Post your rigs here.

I almost forgot, Today is my oldest brat is 43 years old. They say you are only as old as you feel...Damn I came in with the dinosaurs!!!
 
Specs:
i5 (3000k series not sure of the exact spec)
8gb DDR3
Nvidia 9400gt (LOUSY)
Stock cooler
Asus Mobo
Some lousy hp monitor with a resolution of 1600x900 that looks like junk and squishes everything...
(this PC was a hand me down and was originally build by a pc store and was an office pc so the case is hust standard with no RGB or windows...)
 
Just got my new laptop.

MSI GE75 Raider
i7-10750H
16GB RAM
512GB NVMe + 1TB 5400 RPM HDD
6GB RTX 2060 (115w)
17.3" FHD 3ms 144Hz display

I still have my desktop, but I built it in 2012, so it's showing its age..

i7 3770k
16GB RAM
128GB SSD + 2x1TB 7200 RPM HDD
EVGA GTX 660TI 2GB
Dual 27" monitors

Will eventually be building a new desktop.
New GPU in that rig and it'd be good really.

* _Dataset content_:
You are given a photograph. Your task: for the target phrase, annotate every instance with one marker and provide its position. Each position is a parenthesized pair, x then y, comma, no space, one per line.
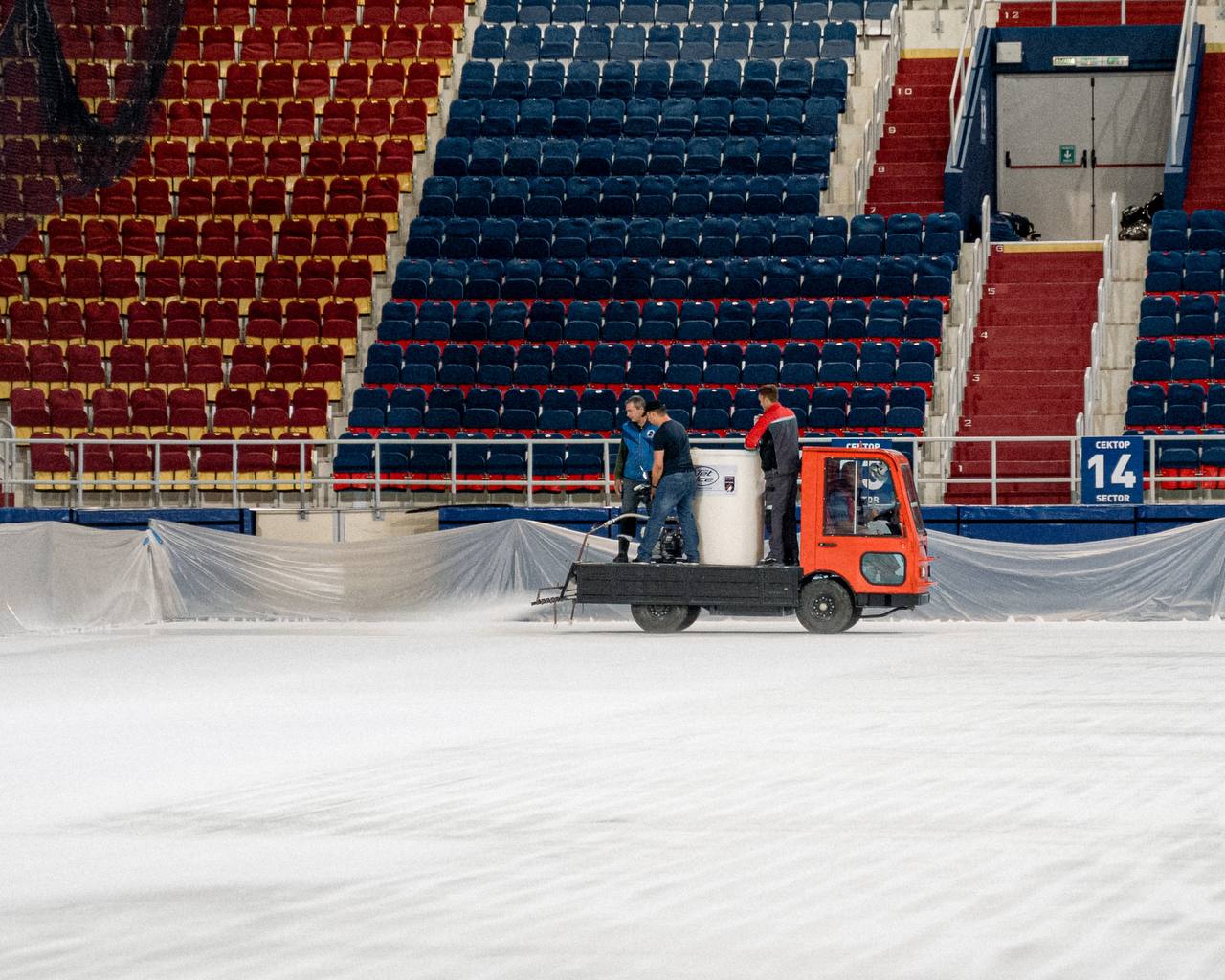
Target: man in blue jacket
(631,477)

* _Work to be completed_: Revise the passage of the computer rig post between "Stock cooler" and "RTX 2060 (115w)", inclusive, so that "Asus" is replaced with "Gigabyte".

* _Written solution_:
Stock cooler
Gigabyte Mobo
Some lousy hp monitor with a resolution of 1600x900 that looks like junk and squishes everything...
(this PC was a hand me down and was originally build by a pc store and was an office pc so the case is hust standard with no RGB or windows...)
 
Just got my new laptop.

MSI GE75 Raider
i7-10750H
16GB RAM
512GB NVMe + 1TB 5400 RPM HDD
6GB RTX 2060 (115w)